• _Textauszug_:

####

Der Blick vom Turm herab hat immer etwas sehr Verführerisches und Trügerisches an sich. Er verfälscht die Wirklichkeit, die er zu enthüllen vorgibt. Die Fernsicht ermöglicht vermeintlich, vieles auf einmal zu sehen; sie verleitet in Wahrheit dazu, Wichtiges, ja das Entscheidende zu übersehen.
Von der Aussichtsplattform des Wolkenkratzers ist das weite Häusermeer zu sehen, doch die, die zerbrochenen Herzens sind, die bettelnd am Straßenrand stehen, die vor der Suppenküche Schlange stehen, bleiben unsichtbar. Ähnlich ist es, wenn wir in wenigen Minuten das Weltgeschehen auf dem Bildschirm Revue passieren lassen. Die Welt wird überflogen, Themen werden gestreift.
Es ist, als sei die Welt der Nachrichten eine andere Welt als die, in der wir selber leben. Es ist eine aus der Distanz betrachtete Welt, eine Welt im Zeitraffer. Es gelingt kaum, den raschen Ortswechsel der Politiker nachzuvollziehen. Eben war der Bundeskanzler noch in Brüssel und zwei Minuten später ist er schon wieder in Berlin. Die Redeausschnitte bestehen aus wenigen Worten. Auf die Straßenszene aus Bagdad folgen Aufnahmen aus Gaza oder Kabul. Die Bilder gleichen einander, doch die, die zerschlagenen Gemütes sind, haben kein Gesicht. Es gelingt nicht, sich zu den Menschen in Beziehung zu setzen, über die flüchtig berichtet wird. In der Flut der Nachrichten droht die Dimension des Menschlichen selbst dann verloren zu gehen, wenn über menschliches Leid berichtet wird. Die Beobachtung des Weltgeschehens aus der sicheren Distanz, die uns die Medien ermöglichen, lässt uns oft ungerührt. Wie viele Tote waren es heute? »Der Herr ist nahe denen, die zerbrochenen Herzens sind«; aber wir bleiben ihnen fern.

####

Schreibe den Textauszug über den Blick vom Turm von „Der Blick vom“ bis „Themen werden gestreift.“ neu und setze dabei „Hochhauses“ an die Stelle von „Wolkenkratzers“. Die Zeilen spielen hierfür keine Rolle.

• _Bereitgestellte Zeilen_:
####

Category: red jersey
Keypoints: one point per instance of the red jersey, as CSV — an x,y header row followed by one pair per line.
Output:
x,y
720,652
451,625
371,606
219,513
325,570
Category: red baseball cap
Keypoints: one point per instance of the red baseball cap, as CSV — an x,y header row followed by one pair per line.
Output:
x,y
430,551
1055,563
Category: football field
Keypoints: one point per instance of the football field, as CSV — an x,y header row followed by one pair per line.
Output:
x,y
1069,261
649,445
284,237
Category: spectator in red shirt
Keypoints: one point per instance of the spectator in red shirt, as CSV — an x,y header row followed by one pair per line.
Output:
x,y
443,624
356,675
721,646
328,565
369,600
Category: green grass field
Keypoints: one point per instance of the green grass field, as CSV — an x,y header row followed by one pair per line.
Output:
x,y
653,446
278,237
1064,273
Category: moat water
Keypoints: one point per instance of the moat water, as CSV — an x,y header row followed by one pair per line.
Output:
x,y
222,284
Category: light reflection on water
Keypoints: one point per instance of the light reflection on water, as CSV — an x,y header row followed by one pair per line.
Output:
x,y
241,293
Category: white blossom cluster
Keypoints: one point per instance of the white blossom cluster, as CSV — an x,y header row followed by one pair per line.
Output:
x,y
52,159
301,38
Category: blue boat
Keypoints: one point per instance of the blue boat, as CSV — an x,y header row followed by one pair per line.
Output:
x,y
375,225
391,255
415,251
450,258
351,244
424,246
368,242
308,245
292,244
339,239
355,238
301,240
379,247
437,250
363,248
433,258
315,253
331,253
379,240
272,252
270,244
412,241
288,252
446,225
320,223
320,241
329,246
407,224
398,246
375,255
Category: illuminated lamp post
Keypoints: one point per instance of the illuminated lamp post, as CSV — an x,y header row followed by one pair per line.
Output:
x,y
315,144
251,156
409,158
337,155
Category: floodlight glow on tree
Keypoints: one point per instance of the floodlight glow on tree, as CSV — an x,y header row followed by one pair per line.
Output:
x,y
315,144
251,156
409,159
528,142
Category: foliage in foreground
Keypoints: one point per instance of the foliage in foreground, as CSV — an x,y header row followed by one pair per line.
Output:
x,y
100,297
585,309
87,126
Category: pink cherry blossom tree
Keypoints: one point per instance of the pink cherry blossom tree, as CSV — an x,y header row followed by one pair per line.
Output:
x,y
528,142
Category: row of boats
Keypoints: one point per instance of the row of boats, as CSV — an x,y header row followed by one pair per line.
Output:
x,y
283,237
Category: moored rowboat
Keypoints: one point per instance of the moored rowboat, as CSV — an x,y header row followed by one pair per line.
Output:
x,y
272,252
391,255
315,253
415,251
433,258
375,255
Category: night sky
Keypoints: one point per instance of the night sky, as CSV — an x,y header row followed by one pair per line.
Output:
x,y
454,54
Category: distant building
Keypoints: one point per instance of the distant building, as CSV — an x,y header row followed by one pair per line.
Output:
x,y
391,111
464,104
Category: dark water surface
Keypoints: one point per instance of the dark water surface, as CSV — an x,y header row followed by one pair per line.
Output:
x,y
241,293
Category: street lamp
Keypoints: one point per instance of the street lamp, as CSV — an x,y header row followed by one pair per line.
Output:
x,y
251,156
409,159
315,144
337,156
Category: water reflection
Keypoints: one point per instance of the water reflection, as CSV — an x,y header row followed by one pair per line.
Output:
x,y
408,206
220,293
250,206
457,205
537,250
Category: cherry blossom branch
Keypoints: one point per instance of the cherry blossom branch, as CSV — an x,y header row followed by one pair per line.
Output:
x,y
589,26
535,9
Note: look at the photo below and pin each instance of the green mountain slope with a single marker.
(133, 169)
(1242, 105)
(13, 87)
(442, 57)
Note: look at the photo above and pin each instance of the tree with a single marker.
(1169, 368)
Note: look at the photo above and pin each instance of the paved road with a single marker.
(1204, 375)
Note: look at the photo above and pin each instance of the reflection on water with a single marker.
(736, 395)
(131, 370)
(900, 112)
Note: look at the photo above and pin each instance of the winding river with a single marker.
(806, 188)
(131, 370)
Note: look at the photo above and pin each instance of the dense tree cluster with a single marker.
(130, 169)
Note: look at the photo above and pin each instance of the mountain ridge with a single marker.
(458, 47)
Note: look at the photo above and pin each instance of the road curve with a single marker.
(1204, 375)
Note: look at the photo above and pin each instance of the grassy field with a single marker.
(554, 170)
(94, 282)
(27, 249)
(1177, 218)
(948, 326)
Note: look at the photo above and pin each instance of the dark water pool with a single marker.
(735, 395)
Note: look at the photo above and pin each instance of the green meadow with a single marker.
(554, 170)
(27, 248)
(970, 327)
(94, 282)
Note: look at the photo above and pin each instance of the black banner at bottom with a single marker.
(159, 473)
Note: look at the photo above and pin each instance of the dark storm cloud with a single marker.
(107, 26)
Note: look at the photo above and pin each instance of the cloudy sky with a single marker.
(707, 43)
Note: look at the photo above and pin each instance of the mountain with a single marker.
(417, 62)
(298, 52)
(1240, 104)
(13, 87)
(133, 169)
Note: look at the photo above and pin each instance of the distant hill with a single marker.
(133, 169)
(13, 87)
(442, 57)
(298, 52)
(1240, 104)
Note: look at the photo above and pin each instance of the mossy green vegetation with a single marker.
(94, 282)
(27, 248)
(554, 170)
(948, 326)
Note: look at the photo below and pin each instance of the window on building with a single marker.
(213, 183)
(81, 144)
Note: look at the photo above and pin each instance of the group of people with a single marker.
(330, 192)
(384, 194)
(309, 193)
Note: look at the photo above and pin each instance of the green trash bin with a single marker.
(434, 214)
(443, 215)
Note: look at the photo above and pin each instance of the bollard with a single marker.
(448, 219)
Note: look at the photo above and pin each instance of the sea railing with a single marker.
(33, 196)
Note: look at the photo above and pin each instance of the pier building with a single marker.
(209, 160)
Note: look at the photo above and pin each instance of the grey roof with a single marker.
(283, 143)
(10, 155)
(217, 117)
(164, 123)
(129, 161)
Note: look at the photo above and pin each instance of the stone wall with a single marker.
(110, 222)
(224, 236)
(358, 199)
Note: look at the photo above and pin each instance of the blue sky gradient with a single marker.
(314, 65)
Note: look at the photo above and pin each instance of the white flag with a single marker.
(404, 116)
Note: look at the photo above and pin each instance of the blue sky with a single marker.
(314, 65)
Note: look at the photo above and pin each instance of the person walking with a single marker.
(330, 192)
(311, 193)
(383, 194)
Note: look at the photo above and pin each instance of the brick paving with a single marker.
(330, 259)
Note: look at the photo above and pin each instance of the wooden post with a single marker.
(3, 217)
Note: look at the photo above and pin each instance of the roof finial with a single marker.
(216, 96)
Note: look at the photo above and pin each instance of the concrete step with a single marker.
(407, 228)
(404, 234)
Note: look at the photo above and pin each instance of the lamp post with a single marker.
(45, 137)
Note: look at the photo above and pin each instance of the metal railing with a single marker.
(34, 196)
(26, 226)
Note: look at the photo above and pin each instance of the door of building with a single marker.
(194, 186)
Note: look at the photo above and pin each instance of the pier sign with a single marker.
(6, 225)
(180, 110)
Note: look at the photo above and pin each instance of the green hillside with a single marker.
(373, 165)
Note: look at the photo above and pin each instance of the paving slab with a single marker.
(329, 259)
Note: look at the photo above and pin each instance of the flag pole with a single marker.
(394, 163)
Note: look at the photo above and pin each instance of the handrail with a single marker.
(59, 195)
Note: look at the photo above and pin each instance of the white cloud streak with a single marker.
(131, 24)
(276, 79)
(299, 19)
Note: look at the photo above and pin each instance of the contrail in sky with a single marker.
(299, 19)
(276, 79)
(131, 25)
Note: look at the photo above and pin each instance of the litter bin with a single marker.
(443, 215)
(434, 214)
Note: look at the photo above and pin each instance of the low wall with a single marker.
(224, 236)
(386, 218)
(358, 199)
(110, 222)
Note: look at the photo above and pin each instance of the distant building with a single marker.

####

• _Vollständige Ausgabe_:
Der Blick vom Turm herab hat immer etwas sehr Verführerisches und Trügerisches an sich. Er verfälscht die Wirklichkeit, die er zu enthüllen vorgibt. Die Fernsicht ermöglicht vermeintlich, vieles auf einmal zu sehen; sie verleitet in Wahrheit dazu, Wichtiges, ja das Entscheidende zu übersehen.
Von der Aussichtsplattform des Hochhauses ist das weite Häusermeer zu sehen, doch die, die zerbrochenen Herzens sind, die bettelnd am Straßenrand stehen, die vor der Suppenküche Schlange stehen, bleiben unsichtbar. Ähnlich ist es, wenn wir in wenigen Minuten das Weltgeschehen auf dem Bildschirm Revue passieren lassen. Die Welt wird überflogen, Themen werden gestreift.